#### Texte fourni:
━━━━━━━━━━

En l'espèce, l'assistante familiale qui avait demandé que l'enfant lui soit confiée en qualité de tiers digne de confiance dispose du droit d'appel dans la mesure où elle était partie en première instance et avait intérêt à interjeter appel.

Faits et procédure. Une enfant est confiée dès sa naissance à l'aide sociale à l'enfance de Guyane (ASE). Une assistante familiale salariée de l'ASE la prend en charge alors qu'elle est âgée de cinq jours. Par jugement du 31 juillet 2020, le juge des enfants ordonne la mainlevée de son placement, la remet à son oncle maternel, en qualité de tiers digne de confiance, et accorde à l'assistante familiale un droit de visite.

Par un arrêt du 27 novembre 2020, la cour d'appel de Cayenne déclare irrecevable l'appel formé par l'assistante familiale le 22 septembre 2020.

━━━━━━━━━━

#### Consignes de l'exercice:
Rédigez la suite du texte sur le droit d'appel de l'assistante familiale, à partir de sa dernière phrase. Les items proviennent d'une source distincte.

#### Items du jeu de données de pointage:

━━━━━━━━━━

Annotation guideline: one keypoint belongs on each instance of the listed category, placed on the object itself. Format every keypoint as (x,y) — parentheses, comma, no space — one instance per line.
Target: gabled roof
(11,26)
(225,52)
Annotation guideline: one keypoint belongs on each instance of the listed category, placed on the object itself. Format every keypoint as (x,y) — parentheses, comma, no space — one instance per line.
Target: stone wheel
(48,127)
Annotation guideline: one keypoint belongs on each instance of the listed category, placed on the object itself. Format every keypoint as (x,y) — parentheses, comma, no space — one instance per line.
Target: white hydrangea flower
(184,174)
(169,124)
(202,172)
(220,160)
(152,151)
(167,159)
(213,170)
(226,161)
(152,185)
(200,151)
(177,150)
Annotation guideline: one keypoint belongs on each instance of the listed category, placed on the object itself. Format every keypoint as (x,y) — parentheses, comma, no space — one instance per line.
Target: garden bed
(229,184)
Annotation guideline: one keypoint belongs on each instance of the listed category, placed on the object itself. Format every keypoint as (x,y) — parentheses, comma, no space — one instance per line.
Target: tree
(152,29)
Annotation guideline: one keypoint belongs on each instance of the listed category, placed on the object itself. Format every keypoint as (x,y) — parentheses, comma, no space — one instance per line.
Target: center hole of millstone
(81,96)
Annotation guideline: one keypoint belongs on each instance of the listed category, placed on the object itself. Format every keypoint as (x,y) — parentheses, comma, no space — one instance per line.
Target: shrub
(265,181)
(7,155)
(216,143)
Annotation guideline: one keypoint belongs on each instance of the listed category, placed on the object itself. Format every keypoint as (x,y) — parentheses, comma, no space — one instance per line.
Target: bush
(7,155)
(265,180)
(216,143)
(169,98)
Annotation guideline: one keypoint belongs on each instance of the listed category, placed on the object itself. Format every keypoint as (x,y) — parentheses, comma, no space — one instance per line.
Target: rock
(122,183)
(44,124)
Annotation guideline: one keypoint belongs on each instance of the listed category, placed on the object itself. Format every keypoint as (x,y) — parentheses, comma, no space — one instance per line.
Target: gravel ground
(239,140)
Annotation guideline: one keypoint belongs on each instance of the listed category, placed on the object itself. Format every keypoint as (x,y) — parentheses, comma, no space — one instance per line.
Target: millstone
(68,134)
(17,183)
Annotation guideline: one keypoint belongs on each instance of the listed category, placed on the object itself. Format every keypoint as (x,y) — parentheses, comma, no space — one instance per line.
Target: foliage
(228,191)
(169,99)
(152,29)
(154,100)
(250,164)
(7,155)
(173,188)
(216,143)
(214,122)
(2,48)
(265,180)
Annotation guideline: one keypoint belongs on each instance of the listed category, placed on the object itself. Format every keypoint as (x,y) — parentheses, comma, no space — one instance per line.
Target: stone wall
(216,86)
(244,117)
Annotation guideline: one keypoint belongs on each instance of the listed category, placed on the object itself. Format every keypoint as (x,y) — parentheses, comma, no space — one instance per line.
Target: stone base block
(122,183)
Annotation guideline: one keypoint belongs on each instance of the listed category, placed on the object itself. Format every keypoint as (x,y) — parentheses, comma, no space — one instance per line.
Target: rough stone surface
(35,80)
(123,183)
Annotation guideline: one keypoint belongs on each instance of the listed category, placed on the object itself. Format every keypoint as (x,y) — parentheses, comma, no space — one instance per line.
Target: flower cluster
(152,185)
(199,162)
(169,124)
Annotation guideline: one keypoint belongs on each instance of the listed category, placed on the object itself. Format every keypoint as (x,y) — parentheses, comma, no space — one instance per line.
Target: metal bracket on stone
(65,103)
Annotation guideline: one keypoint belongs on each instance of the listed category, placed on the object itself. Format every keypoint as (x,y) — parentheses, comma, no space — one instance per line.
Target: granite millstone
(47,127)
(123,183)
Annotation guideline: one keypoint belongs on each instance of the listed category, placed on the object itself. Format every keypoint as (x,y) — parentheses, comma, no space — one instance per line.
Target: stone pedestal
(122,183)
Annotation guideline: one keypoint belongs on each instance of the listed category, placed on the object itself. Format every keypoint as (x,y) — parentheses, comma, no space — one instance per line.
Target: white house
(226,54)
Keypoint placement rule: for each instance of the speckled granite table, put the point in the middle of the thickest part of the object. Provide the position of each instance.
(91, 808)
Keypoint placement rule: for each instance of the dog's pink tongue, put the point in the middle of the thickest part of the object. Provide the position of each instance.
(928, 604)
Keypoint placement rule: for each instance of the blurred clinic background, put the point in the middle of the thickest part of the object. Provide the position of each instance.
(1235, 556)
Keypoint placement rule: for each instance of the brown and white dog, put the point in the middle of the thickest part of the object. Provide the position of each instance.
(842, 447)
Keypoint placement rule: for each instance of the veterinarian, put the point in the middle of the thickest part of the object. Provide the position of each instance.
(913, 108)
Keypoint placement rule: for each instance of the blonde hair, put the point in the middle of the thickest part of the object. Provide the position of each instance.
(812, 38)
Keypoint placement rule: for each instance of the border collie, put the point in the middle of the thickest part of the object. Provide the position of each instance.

━━━━━━━━━━

#### Résultat produit:
Décision. Pour déclarer irrecevable l'appel de l'assistante familiale, la cour d'appel retient que la qualité d'assistante familiale salariée de l'ASE la prive de tout recours contre les décisions du juge des enfants.

La première chambre civile de la Cour de cassation juge, qu'en statuant ainsi, alors que l'assistante familiale, qui avait demandé que l'enfant lui soit confiée en qualité de tiers digne de confiance, était partie en première instance et avait intérêt à interjeter appel, la cour d'appel a violé les textes susvisés.

Pour aller plus loin : v. ÉTUDE : L'autorité parentale sur la personne de l'enfant, La procédure applicable en matière d'assistance éducative, in L'autorité parentale, (dir. A. Gouttenoire), Lexbase (N° Lexbase : E5834EYQ).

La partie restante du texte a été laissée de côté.